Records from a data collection
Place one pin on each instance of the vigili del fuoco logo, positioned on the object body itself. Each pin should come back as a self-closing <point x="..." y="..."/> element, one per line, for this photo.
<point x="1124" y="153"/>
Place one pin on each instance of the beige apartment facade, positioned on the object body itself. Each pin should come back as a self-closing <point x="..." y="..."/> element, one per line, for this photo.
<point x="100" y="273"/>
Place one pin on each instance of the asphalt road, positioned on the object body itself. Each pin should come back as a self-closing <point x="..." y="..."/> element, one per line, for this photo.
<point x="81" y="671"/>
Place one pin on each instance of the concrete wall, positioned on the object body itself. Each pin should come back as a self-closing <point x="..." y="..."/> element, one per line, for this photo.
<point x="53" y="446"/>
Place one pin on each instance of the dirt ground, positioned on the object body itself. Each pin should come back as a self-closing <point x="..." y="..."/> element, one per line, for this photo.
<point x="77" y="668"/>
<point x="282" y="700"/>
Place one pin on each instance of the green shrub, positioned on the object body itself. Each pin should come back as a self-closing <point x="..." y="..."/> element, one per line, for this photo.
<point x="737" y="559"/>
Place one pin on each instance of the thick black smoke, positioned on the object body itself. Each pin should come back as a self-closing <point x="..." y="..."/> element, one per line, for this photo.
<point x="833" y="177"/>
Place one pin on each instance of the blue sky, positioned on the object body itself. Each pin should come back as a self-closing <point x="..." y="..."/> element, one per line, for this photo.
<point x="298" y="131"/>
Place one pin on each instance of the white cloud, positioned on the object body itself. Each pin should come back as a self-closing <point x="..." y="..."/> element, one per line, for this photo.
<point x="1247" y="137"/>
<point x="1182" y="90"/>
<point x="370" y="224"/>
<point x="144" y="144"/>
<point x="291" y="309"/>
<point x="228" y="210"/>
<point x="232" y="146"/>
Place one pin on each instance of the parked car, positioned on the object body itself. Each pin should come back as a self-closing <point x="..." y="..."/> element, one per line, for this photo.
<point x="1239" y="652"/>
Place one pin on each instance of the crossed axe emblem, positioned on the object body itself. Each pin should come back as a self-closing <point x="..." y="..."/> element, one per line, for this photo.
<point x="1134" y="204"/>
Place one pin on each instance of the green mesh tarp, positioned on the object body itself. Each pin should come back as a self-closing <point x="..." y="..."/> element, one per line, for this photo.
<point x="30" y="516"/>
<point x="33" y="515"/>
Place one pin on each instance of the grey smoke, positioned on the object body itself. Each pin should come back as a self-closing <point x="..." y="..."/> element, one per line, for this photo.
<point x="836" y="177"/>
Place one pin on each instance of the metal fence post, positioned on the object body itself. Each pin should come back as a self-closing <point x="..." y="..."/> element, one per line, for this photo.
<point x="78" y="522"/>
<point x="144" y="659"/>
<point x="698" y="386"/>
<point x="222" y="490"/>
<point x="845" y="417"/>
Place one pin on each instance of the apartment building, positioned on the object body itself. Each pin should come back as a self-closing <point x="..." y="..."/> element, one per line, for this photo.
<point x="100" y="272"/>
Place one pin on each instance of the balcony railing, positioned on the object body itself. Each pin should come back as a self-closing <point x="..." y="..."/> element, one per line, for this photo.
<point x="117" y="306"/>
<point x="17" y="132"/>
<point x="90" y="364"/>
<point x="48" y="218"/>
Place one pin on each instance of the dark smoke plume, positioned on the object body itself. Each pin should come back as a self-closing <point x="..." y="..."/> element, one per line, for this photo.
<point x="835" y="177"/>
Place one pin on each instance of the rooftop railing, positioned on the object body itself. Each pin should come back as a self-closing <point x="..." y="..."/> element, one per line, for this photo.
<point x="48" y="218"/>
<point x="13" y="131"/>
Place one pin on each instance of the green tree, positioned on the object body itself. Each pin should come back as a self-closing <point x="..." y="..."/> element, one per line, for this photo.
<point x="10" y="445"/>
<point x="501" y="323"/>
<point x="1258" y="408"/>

#### INSTRUCTIONS TO FOLLOW
Retype all of the entries precisely as they are.

#### SOLVED PROBLEM
Place one pin on each instance of the vigili del fuoco logo, positioned on the object body itself. Each pin should come back as a self-closing <point x="..." y="..."/> element, one per line, for this photo.
<point x="1124" y="153"/>
Place one pin on each instance of the beige apartment facade, positioned on the object body itself. Each pin should come back as a self-closing <point x="..." y="..."/> element, one per line, for this photo.
<point x="100" y="273"/>
Place one pin on each instance of the asphalt road, positioned on the object body itself. Each pin should come back as a self-closing <point x="..." y="..."/> element, one per line, for this photo.
<point x="81" y="671"/>
Place one pin on each instance of the concrete wall, positioned on the object body itself. Each pin should come back as a self-closing <point x="..." y="..."/> element, one per line, for this photo.
<point x="53" y="446"/>
Place one pin on each instance of the dirt ground, positioned on the object body itself. Each pin should come back as a self-closing <point x="..." y="..."/> element, one per line, for this photo.
<point x="77" y="668"/>
<point x="282" y="700"/>
Place one pin on each instance of the green shrub, positioned on the object body itself. Each pin should come back as a self-closing <point x="..." y="..."/> element, one per line, for this photo.
<point x="737" y="559"/>
Place one pin on each instance of the thick black smoke, positioned on the object body itself. Each pin should come back as a self-closing <point x="..." y="..."/> element, one per line, for this photo.
<point x="833" y="177"/>
Place one pin on each instance of the blue sky, positioned on the object body itself. Each pin should come back as a self-closing <point x="..." y="..."/> element, one per line, for this photo.
<point x="298" y="131"/>
Place one pin on each instance of the white cloud, positioned on the object body itself. Each pin should come back as a self-closing <point x="..." y="..."/> element, one per line, for this photo.
<point x="1247" y="137"/>
<point x="1182" y="90"/>
<point x="370" y="224"/>
<point x="144" y="144"/>
<point x="291" y="309"/>
<point x="228" y="210"/>
<point x="232" y="146"/>
Place one pin on each instance of the parked car, positioned on the object body itself. Each pin should come back as a self-closing <point x="..." y="..."/> element, one per line, for this photo.
<point x="1239" y="652"/>
Place one pin on each instance of the crossed axe emblem, positioned on the object body itself. Each pin should come back as a self-closing <point x="..." y="..."/> element, one per line, for this photo.
<point x="1134" y="204"/>
Place one pin on each instance of the green mesh tarp, positioned on the object body itself. Each pin should come back as a self-closing <point x="..." y="..."/> element, one per line, for this photo.
<point x="30" y="516"/>
<point x="33" y="515"/>
Place one pin on each instance of the grey smoke, positioned on the object body itself. Each pin should come back as a self-closing <point x="..." y="..."/> element, one per line, for this photo.
<point x="836" y="177"/>
Place one pin on each instance of the metal fence post, positioned on the object body itself. Each pin should come back as a self-closing <point x="..." y="..."/> element, one per line, for this photo.
<point x="78" y="522"/>
<point x="144" y="659"/>
<point x="698" y="386"/>
<point x="222" y="490"/>
<point x="845" y="417"/>
Place one pin on each instance of the apartment building, positioned on the object body itself. Each pin should come back as a self-closing <point x="..." y="..."/> element, one per line, for this photo.
<point x="100" y="272"/>
Place one pin on each instance of the balcony railing, positioned on the object body itself. Each pin should come back as a self-closing <point x="..." y="..."/> element, one per line, for this photo.
<point x="117" y="306"/>
<point x="17" y="132"/>
<point x="90" y="364"/>
<point x="48" y="218"/>
Place one pin on each instance of the dark smoke plume, positioned on the object body itself. Each pin should come back as a self-closing <point x="..." y="..."/> element, one per line, for this photo.
<point x="835" y="177"/>
Place one pin on each instance of the rooftop railing, positioned on the object body itself. Each pin should come back as a self-closing <point x="..." y="..."/> element, one per line, for this photo.
<point x="48" y="218"/>
<point x="13" y="131"/>
Place one pin on each instance of the green tree, positioned on the object body itself. Each pin should come back as a self-closing <point x="..." y="..."/> element, one per line, for this photo.
<point x="10" y="445"/>
<point x="501" y="323"/>
<point x="1258" y="408"/>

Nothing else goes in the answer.